Exercise brief | Rewrite every line of the entries below as a numbered list, leaving out any blank lines.

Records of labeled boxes
>> BEGIN

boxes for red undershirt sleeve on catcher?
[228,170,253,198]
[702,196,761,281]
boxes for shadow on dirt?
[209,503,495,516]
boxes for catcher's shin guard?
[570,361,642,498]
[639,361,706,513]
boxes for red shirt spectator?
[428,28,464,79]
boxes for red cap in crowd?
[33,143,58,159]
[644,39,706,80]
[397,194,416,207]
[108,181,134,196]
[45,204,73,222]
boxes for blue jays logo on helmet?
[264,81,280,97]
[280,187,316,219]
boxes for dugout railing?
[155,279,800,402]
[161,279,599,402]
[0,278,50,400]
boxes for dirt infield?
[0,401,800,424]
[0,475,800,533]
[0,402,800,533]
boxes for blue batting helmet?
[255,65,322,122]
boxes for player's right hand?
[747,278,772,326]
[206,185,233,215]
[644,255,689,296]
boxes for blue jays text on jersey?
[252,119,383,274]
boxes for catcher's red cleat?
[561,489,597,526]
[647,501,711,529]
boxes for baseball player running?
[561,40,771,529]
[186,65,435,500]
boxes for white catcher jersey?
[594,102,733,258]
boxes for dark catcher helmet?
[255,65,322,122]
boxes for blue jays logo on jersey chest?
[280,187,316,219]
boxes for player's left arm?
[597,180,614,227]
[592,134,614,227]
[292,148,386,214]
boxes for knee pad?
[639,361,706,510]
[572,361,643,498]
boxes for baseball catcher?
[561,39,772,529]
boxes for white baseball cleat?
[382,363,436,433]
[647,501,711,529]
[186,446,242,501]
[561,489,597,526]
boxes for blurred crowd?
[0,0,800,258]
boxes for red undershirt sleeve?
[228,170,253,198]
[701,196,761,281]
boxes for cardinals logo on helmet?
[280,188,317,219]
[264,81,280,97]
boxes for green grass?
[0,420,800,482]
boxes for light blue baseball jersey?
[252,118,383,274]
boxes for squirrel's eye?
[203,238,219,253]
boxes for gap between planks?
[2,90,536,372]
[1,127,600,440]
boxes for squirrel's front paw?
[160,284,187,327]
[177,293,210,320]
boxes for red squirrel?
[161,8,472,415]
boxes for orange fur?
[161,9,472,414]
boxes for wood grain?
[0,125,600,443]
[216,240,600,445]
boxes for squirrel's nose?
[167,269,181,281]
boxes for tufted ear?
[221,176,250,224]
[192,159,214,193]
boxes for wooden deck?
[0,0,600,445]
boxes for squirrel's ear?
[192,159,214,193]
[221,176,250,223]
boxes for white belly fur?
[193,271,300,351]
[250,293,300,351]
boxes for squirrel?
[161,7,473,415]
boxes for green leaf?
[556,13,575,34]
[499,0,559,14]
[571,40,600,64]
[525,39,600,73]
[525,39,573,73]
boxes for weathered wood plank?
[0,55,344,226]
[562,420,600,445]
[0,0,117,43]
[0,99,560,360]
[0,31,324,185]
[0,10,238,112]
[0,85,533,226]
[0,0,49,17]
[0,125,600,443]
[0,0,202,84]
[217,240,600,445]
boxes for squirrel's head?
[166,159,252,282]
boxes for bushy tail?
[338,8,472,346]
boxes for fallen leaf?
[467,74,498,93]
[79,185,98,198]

>> END

Expected answer |
1. boxes for red undershirt sleeve on catcher?
2. [228,170,253,198]
3. [702,196,761,281]
4. boxes for shadow on dirt?
5. [209,503,495,516]
6. boxes for catcher's shin guard?
7. [570,361,642,498]
8. [639,361,706,513]
9. boxes for red shirt spectator?
10. [428,28,464,79]
11. boxes for red cap in crowd?
12. [33,143,58,159]
13. [644,39,706,80]
14. [397,194,416,207]
15. [108,181,134,196]
16. [45,204,73,222]
17. boxes for blue jays logo on helmet?
18. [264,81,280,97]
19. [280,187,316,219]
20. boxes for dugout railing?
21. [155,279,800,402]
22. [161,279,599,402]
23. [0,278,50,400]
24. boxes for dirt infield?
25. [0,401,800,424]
26. [0,475,800,533]
27. [0,402,800,533]
28. boxes for blue batting helmet?
29. [255,65,322,122]
30. boxes for player's right hand?
31. [747,278,772,326]
32. [206,185,233,215]
33. [644,255,689,296]
34. boxes for blue jays text on jersey?
35. [252,119,383,274]
36. boxes for catcher's red cleat?
37. [561,489,597,526]
38. [647,501,711,529]
39. boxes for baseball player running?
40. [561,40,771,529]
41. [186,65,435,500]
42. boxes for white catcher jersey?
43. [594,102,733,258]
44. boxes for dark catcher helmet?
45. [255,65,322,122]
46. boxes for blue jays logo on jersey chest?
47. [280,187,316,219]
48. boxes for player's left arm?
49. [597,180,614,227]
50. [592,134,614,227]
51. [292,148,386,214]
52. boxes for knee pad?
53. [639,361,706,510]
54. [572,361,643,498]
55. boxes for baseball catcher?
56. [561,39,772,529]
57. boxes for white baseball cleat?
58. [382,363,436,433]
59. [647,501,711,529]
60. [186,446,242,501]
61. [561,489,597,526]
62. boxes for blurred crowd?
63. [0,0,800,258]
64. boxes for red undershirt sleeve?
65. [228,170,253,198]
66. [701,196,761,281]
67. boxes for cardinals logo on helmet?
68. [280,188,317,219]
69. [264,81,280,97]
70. boxes for green grass?
71. [0,420,800,482]
72. boxes for light blue baseball jersey?
73. [252,118,383,274]
74. boxes for squirrel's eye?
75. [203,238,219,253]
76. boxes for gap between planks?
77. [2,90,536,372]
78. [1,127,600,440]
79. boxes for squirrel's front paw?
80. [160,284,187,327]
81. [177,293,210,320]
82. boxes for red squirrel?
83. [161,8,472,415]
84. boxes for orange fur?
85. [161,9,472,414]
86. boxes for wood grain?
87. [0,125,600,443]
88. [216,240,600,445]
89. boxes for squirrel's nose?
90. [167,269,181,281]
91. boxes for tufted ear?
92. [221,176,250,224]
93. [192,159,214,193]
94. boxes for wooden deck?
95. [0,0,600,445]
96. boxes for squirrel's ear?
97. [192,159,214,193]
98. [221,176,250,223]
99. boxes for white belly fur?
100. [193,271,300,351]
101. [250,293,300,351]
102. boxes for squirrel?
103. [161,7,473,415]
104. boxes for green leaf?
105. [556,13,575,34]
106. [499,0,559,14]
107. [571,40,600,64]
108. [525,39,600,73]
109. [525,39,573,73]
110. boxes for weathered wood plank?
111. [0,55,344,226]
112. [562,420,600,445]
113. [0,0,117,43]
114. [0,99,560,360]
115. [0,31,324,185]
116. [0,10,238,112]
117. [0,85,533,226]
118. [0,0,49,17]
119. [0,125,600,443]
120. [0,0,202,84]
121. [217,240,600,445]
122. boxes for squirrel's head?
123. [166,159,252,282]
124. boxes for bushy tail?
125. [338,8,472,346]
126. boxes for fallen leaf?
127. [467,74,498,93]
128. [79,185,98,198]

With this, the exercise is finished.